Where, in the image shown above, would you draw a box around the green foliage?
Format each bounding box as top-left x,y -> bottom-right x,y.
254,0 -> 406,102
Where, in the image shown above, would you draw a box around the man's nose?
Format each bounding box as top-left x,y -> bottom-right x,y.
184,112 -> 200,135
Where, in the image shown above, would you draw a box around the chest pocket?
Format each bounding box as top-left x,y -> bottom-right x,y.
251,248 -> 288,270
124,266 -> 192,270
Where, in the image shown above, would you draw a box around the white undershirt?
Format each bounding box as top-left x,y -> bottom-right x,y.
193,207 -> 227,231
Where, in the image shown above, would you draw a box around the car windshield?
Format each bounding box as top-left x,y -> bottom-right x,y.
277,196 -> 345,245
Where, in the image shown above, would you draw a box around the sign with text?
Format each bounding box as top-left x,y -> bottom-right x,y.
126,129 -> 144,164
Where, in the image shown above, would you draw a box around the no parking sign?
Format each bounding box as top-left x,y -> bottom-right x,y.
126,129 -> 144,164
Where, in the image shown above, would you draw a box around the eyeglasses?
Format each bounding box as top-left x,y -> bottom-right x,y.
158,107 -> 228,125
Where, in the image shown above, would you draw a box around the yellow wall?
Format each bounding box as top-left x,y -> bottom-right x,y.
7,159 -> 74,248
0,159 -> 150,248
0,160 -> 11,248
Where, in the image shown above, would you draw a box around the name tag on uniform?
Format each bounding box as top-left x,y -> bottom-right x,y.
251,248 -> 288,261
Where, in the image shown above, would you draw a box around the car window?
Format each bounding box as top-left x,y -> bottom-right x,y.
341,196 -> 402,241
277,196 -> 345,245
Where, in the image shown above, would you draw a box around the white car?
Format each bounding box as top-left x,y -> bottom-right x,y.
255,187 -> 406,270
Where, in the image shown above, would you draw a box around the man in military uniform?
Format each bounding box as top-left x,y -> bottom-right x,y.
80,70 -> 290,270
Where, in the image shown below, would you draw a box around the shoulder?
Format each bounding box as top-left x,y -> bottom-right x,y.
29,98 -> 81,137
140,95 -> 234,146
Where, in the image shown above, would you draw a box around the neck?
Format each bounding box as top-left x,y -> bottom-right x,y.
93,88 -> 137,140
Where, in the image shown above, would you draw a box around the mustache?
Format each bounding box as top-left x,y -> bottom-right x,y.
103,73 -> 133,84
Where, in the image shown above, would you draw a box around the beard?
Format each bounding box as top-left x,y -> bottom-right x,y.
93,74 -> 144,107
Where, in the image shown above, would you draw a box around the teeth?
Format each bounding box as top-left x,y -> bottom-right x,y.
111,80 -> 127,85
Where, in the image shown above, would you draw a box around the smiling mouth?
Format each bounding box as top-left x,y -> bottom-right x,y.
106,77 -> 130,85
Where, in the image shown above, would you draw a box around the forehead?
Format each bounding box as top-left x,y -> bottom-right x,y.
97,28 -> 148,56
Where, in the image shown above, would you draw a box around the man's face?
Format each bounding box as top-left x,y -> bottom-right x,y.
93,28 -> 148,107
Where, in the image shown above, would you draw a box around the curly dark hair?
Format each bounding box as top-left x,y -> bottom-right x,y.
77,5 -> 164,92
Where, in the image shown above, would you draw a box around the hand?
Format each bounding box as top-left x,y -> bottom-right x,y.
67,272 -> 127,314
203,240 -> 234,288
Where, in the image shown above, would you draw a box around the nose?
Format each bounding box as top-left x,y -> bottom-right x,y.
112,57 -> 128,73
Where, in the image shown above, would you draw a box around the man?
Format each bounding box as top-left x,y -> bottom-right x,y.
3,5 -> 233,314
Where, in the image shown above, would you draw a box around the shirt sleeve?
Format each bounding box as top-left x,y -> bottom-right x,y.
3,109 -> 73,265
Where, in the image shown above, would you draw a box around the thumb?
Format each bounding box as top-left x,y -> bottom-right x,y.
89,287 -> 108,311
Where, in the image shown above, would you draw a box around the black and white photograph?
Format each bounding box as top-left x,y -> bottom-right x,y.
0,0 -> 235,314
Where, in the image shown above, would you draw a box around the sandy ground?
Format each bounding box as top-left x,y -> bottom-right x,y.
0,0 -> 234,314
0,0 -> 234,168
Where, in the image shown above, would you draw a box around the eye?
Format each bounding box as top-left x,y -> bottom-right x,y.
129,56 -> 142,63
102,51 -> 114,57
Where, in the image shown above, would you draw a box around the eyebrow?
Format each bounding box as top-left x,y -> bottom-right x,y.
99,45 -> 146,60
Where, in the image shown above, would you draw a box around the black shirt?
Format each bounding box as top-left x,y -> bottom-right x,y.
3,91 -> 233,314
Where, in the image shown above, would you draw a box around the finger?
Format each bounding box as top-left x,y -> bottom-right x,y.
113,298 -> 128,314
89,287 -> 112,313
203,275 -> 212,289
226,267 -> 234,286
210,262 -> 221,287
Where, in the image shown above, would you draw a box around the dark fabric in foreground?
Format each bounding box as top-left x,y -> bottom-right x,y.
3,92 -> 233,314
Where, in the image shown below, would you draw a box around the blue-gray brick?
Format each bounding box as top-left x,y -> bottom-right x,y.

━━━━━━━━━━━━━━━━

→ **Task brief**:
Convert the listing above into a JSON list of strings, with one string for each line and no entries for blank lines.

→ **Solution to this task**:
[
  "Where, in the image shown above, would you draw a box around the green foliage?",
  "Format each bounding box as top-left x,y -> bottom-right x,y.",
  "254,0 -> 406,102",
  "Where, in the image shown above, would you draw a box around the man's nose?",
  "Format each bounding box as top-left x,y -> bottom-right x,y.",
  "184,112 -> 200,135",
  "Where, in the image shown above, would you draw a box around the chest pocket?",
  "Format each bounding box as top-left x,y -> bottom-right x,y.",
  "251,248 -> 288,270",
  "124,266 -> 192,270",
  "Where, in the image shown above, would you draw a box around the white undershirt?",
  "Format each bounding box as top-left x,y -> bottom-right x,y.",
  "193,207 -> 227,231",
  "Where, in the image shown above, would you draw a box around the car windshield?",
  "Format each bounding box as top-left x,y -> bottom-right x,y.",
  "277,196 -> 345,245",
  "Where, in the image shown above, would you draw a box around the sign with text?",
  "Format each bounding box as top-left x,y -> bottom-right x,y.",
  "126,129 -> 144,164",
  "Where, in the image shown above, would you draw a box around the no parking sign?",
  "Format each bounding box as top-left x,y -> bottom-right x,y.",
  "126,129 -> 144,164",
  "Where, in the image shown above, would you draw a box around the eyeglasses?",
  "Format each bounding box as top-left x,y -> bottom-right x,y.",
  "158,107 -> 228,125",
  "Where, in the image shown above, would you draw a box around the yellow wall?",
  "Format each bounding box as top-left x,y -> bottom-right x,y.",
  "7,159 -> 74,248",
  "0,159 -> 150,248",
  "0,160 -> 11,248",
  "Where, in the image shown above, would you draw a box around the name tag on uniform?",
  "Format each bounding box as top-left x,y -> bottom-right x,y.",
  "251,248 -> 288,261",
  "Where, in the image shown above, would you draw a box around the car window?",
  "Format each bounding box as top-left x,y -> bottom-right x,y.",
  "341,196 -> 402,241",
  "277,196 -> 345,245",
  "Where, in the image shown above, would you draw a box around the white car?",
  "Format each bounding box as top-left x,y -> bottom-right x,y.",
  "255,187 -> 406,270",
  "Where, in the image shown above, would you draw a box around the man in military uniform?",
  "Format each bounding box as top-left x,y -> bottom-right x,y.",
  "80,70 -> 290,270",
  "Where, in the image shown below, would you draw a box around the shoulder?",
  "Format each bounding box as top-left x,y -> bottom-right x,y.",
  "29,98 -> 81,137",
  "140,95 -> 234,146",
  "Where, in the image shown above, would you draw a box around the neck?",
  "Format each bounding box as top-left x,y -> bottom-right x,y.",
  "93,88 -> 137,140",
  "Where, in the image shown above, would you draw a box around the mustache?",
  "Format each bounding box as top-left x,y -> bottom-right x,y.",
  "103,73 -> 133,84",
  "Where, in the image shown above, would you draw a box around the beard?",
  "Format each bounding box as top-left x,y -> bottom-right x,y.",
  "93,74 -> 144,107",
  "Where, in the image shown above, would you draw a box around the teeth?",
  "Format each bounding box as top-left x,y -> bottom-right x,y.",
  "111,80 -> 127,85",
  "Where, in the image shown above, would you draw a box around the smiling mouth?",
  "Format each bounding box as top-left x,y -> bottom-right x,y.",
  "106,77 -> 130,85",
  "Where, in the image shown above, would you draw a box around the forehead?",
  "Format each bounding box as top-left x,y -> bottom-right x,y.",
  "97,28 -> 148,56",
  "Where, in the image shown above, would you draw a box around the man's face?",
  "Format each bounding box as top-left x,y -> bottom-right x,y.",
  "93,28 -> 148,107",
  "Where, in the image shown above, would you draw a box around the curly dark hair?",
  "Format each bounding box as top-left x,y -> bottom-right x,y.",
  "77,5 -> 164,92",
  "Where, in the image shown above, would you draw a box around the hand?",
  "Format each bounding box as top-left x,y -> bottom-right x,y.",
  "67,272 -> 127,314",
  "203,240 -> 234,288",
  "Where, in the image shown above, would you draw a box around the nose?",
  "Format each bounding box as top-left x,y -> bottom-right x,y.",
  "112,57 -> 128,73",
  "Where, in the image shown above, would you draw a box around the man?",
  "Format each bounding box as top-left x,y -> bottom-right x,y.",
  "3,5 -> 233,314",
  "Where, in the image shown above, would you draw a box around the shirt sleeve?",
  "Format each bounding box as top-left x,y -> bottom-right x,y.",
  "3,109 -> 73,265",
  "Where, in the image shown above, would you draw a box around the thumb?",
  "Format each bounding box as top-left x,y -> bottom-right x,y.",
  "89,287 -> 108,311",
  "Where, in the image shown above, would you draw a box around the black and white photograph?",
  "Format each bounding box as top-left x,y -> bottom-right x,y.",
  "0,0 -> 235,314",
  "Where, in the image shown above, would you draw a box around the sandy ground?",
  "Format each bounding box as top-left x,y -> bottom-right x,y.",
  "0,0 -> 234,314",
  "0,0 -> 234,168",
  "Where, in the image shown above, would you draw a box around the eye?",
  "Format each bounding box as top-left x,y -> bottom-right x,y.",
  "129,56 -> 142,63",
  "102,51 -> 114,57",
  "Where, in the image shown above, would you draw a box around the eyebrow?",
  "Format each bounding box as top-left x,y -> bottom-right x,y.",
  "99,45 -> 146,60",
  "Where, in the image shown above, would you draw a box around the black shirt?",
  "Format each bounding box as top-left x,y -> bottom-right x,y.",
  "3,91 -> 233,314",
  "Where, in the image shown above, would you draw a box around the finger?",
  "Format each bounding box as top-left x,y -> bottom-right x,y.",
  "113,298 -> 128,314",
  "89,287 -> 112,313",
  "203,275 -> 212,289",
  "226,267 -> 234,286",
  "210,262 -> 221,287",
  "Where, in the image shown above, would you draw a box around the dark fabric in foreground?",
  "Format each bounding box as top-left x,y -> bottom-right x,y.",
  "3,92 -> 233,314",
  "Where, in the image shown below, would you draw a box around the blue-gray brick?",
  "Format each bounding box as top-left x,y -> bottom-right x,y."
]